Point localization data
....................

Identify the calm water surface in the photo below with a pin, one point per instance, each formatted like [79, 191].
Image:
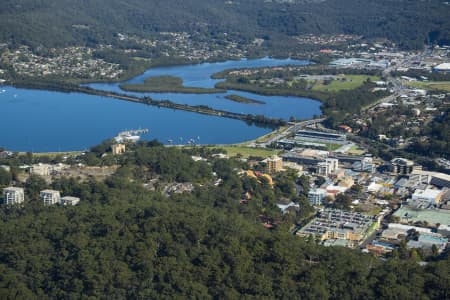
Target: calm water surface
[39, 121]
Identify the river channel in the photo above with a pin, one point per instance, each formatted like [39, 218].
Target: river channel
[42, 121]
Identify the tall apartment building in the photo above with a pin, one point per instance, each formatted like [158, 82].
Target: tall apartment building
[13, 195]
[273, 164]
[50, 197]
[328, 166]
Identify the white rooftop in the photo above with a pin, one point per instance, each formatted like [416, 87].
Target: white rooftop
[444, 66]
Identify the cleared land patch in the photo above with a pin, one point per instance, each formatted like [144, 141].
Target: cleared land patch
[167, 84]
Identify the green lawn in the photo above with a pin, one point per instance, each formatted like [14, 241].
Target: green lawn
[350, 82]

....................

| Work order |
Write out exactly the lines from the one containing "Target: river channel" through the end of the data, both included. Add nothing else.

| Solution |
Target: river channel
[42, 121]
Identify the tall apartment building in the photo above with a pin, one point per instance, each formatted like [158, 82].
Target: tall apartment building
[13, 195]
[273, 164]
[50, 197]
[328, 166]
Identify the white rooftop in the photo above with a pin, one point per instance, each formatted like [416, 87].
Target: white rooftop
[444, 66]
Identify the cleared land patch in the photo above with a pin, one point per instance, each formatted like [144, 141].
Target: cleared land patch
[167, 84]
Identify the green lawn in the photo above with a pin, one point per instance, each formatted like [14, 241].
Target: green lawn
[350, 82]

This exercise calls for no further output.